EXERCISE DIRECTIONS →
Nothing in the records should change; write them all out exactly.

Dataset excerpts →
=-=-=-=-=

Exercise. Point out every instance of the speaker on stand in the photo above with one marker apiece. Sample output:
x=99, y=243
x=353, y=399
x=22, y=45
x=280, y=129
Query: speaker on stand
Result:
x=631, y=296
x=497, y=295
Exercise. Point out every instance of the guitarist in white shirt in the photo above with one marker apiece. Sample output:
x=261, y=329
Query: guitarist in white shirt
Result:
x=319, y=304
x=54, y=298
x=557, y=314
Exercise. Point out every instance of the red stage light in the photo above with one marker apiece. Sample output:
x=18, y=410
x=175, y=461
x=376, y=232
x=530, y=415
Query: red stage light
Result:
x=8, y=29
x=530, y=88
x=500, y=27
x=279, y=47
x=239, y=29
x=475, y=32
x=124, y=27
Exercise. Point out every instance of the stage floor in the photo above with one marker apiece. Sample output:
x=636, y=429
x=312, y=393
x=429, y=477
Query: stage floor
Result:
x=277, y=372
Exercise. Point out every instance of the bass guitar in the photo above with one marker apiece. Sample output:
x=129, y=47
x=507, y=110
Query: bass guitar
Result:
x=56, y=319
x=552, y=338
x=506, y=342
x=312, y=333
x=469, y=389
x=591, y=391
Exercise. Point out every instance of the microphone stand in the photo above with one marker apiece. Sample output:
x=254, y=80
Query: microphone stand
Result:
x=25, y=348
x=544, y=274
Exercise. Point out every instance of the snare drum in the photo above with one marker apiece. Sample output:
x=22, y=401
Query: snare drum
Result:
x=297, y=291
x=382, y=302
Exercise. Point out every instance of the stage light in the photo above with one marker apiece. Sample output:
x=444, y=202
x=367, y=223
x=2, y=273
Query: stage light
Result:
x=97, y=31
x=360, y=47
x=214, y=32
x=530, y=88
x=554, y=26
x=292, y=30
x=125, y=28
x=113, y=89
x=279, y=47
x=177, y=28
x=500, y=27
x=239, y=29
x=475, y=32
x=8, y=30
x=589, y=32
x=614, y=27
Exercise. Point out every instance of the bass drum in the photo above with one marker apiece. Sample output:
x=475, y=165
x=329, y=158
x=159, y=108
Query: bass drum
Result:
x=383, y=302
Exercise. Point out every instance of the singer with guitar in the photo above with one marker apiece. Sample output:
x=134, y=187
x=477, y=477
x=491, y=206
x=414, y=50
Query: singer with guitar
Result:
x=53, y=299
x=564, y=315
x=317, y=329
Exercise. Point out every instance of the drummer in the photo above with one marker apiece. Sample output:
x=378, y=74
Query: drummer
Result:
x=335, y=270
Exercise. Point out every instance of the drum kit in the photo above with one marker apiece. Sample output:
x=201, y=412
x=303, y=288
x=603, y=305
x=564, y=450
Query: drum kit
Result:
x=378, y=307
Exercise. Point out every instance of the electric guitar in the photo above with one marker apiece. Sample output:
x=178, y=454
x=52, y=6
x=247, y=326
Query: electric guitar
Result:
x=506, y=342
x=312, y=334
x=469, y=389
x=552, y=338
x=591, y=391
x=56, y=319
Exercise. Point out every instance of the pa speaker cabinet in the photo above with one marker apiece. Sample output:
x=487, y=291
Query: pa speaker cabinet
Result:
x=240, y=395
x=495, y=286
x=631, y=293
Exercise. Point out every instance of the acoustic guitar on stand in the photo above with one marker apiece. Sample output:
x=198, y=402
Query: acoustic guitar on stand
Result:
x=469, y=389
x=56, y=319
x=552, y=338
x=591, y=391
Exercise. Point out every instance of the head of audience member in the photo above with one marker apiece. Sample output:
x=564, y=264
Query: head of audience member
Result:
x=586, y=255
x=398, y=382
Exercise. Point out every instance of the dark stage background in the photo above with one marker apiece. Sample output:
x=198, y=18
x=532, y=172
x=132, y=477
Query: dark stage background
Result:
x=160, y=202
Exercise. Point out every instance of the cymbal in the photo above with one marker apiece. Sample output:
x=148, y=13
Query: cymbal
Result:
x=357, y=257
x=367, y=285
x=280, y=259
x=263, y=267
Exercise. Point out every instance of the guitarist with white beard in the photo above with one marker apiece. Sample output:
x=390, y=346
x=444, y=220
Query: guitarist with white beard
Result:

=-=-=-=-=

OUTPUT FOR THIS EXERCISE →
Exercise. Point out every instance of the speaker on stand in the photo above with one marker apiece. Sample output:
x=99, y=243
x=353, y=399
x=22, y=45
x=280, y=129
Query: speaker on stand
Result:
x=631, y=296
x=497, y=295
Exercise. Point out every instance of the guitarist in white shirt in the photo above with one marker apiece. Sample output:
x=261, y=329
Query: guitarist in white shirt
Result:
x=319, y=304
x=54, y=298
x=557, y=314
Exercise. Point out every instance of the red stage light in the photo above with one marker apiece. Sample output:
x=18, y=410
x=175, y=461
x=376, y=232
x=530, y=415
Query: red stage light
Result:
x=8, y=29
x=530, y=88
x=500, y=27
x=279, y=47
x=239, y=29
x=475, y=32
x=124, y=27
Exercise. Point out every instance of the stage floor in the photo above with one marker apiece. Sample output:
x=636, y=429
x=312, y=393
x=429, y=477
Query: stage floor
Result:
x=277, y=372
Exercise. Point out every instance of the bass guitar in the photo above with one marker apiece. Sample output:
x=129, y=47
x=507, y=110
Query: bass guitar
Result:
x=56, y=319
x=552, y=338
x=506, y=342
x=312, y=333
x=469, y=389
x=591, y=391
Exercise. Point out every instance of the microphone stand in the photo above with one marker apiece. Sample output:
x=254, y=80
Query: microphone stand
Result:
x=25, y=348
x=544, y=274
Exercise. Point out every instance of the snare drum in the photo above with one marker apiece. Sample output:
x=22, y=401
Query: snare drum
Result:
x=297, y=291
x=382, y=302
Exercise. Point out every instance of the stage light in the photo above with one marker apiece. Sample output:
x=444, y=202
x=367, y=223
x=2, y=273
Query: stage light
Result:
x=97, y=31
x=360, y=47
x=214, y=32
x=530, y=88
x=554, y=26
x=292, y=30
x=125, y=28
x=113, y=89
x=279, y=47
x=177, y=28
x=500, y=27
x=239, y=29
x=475, y=32
x=8, y=30
x=589, y=32
x=614, y=27
Exercise. Point out every instance of the bass drum in the photo above with one marker apiece. Sample output:
x=475, y=165
x=329, y=158
x=159, y=108
Query: bass drum
Result:
x=383, y=302
Exercise. Point out every instance of the singer with guitar in the photo above with one marker apiece. Sample output:
x=134, y=187
x=477, y=477
x=491, y=206
x=414, y=50
Query: singer with guitar
Result:
x=53, y=299
x=564, y=315
x=317, y=329
Exercise. Point out every instance of the drummer in the photo above with one marker apiece. Sample output:
x=378, y=74
Query: drummer
Result:
x=335, y=270
Exercise. Point out every instance of the drum kit in the photo above with one marker apiece. Sample output:
x=201, y=412
x=303, y=288
x=603, y=305
x=564, y=450
Query: drum kit
Result:
x=378, y=307
Exercise. Point out every instance of the electric guitar in the photo above with one marker apiece. Sample output:
x=178, y=454
x=52, y=6
x=247, y=326
Query: electric guitar
Result:
x=506, y=342
x=312, y=334
x=469, y=389
x=552, y=338
x=591, y=391
x=56, y=319
Exercise. Point out every instance of the pa speaker cabinet in the photo above with one marker apiece. Sample output:
x=487, y=291
Query: pa speaker cabinet
Result:
x=240, y=395
x=495, y=286
x=631, y=293
Exercise. Point out every instance of the acoustic guitar on stand in the photo above with one marker apiece. Sample output:
x=198, y=402
Query: acoustic guitar on stand
Result:
x=469, y=389
x=56, y=319
x=552, y=338
x=591, y=391
Exercise. Point out every instance of the head of audience member in the photo above with one marker apiece. Sample output:
x=564, y=264
Query: head of audience member
Result:
x=586, y=255
x=398, y=382
Exercise. Point out every instance of the dark stage background in the photo above with one marker apiece. Sample output:
x=198, y=18
x=532, y=172
x=132, y=477
Query: dark stage background
Result:
x=160, y=202
Exercise. Point out every instance of the cymbal in the photo above with one marker apiece. Sample output:
x=148, y=13
Query: cymbal
Result:
x=357, y=257
x=367, y=285
x=280, y=259
x=263, y=267
Exercise. Point out every instance of the guitarist with white beard in the photo above with one marker apiece. Sample output:
x=390, y=346
x=444, y=220
Query: guitarist with white beard
Result:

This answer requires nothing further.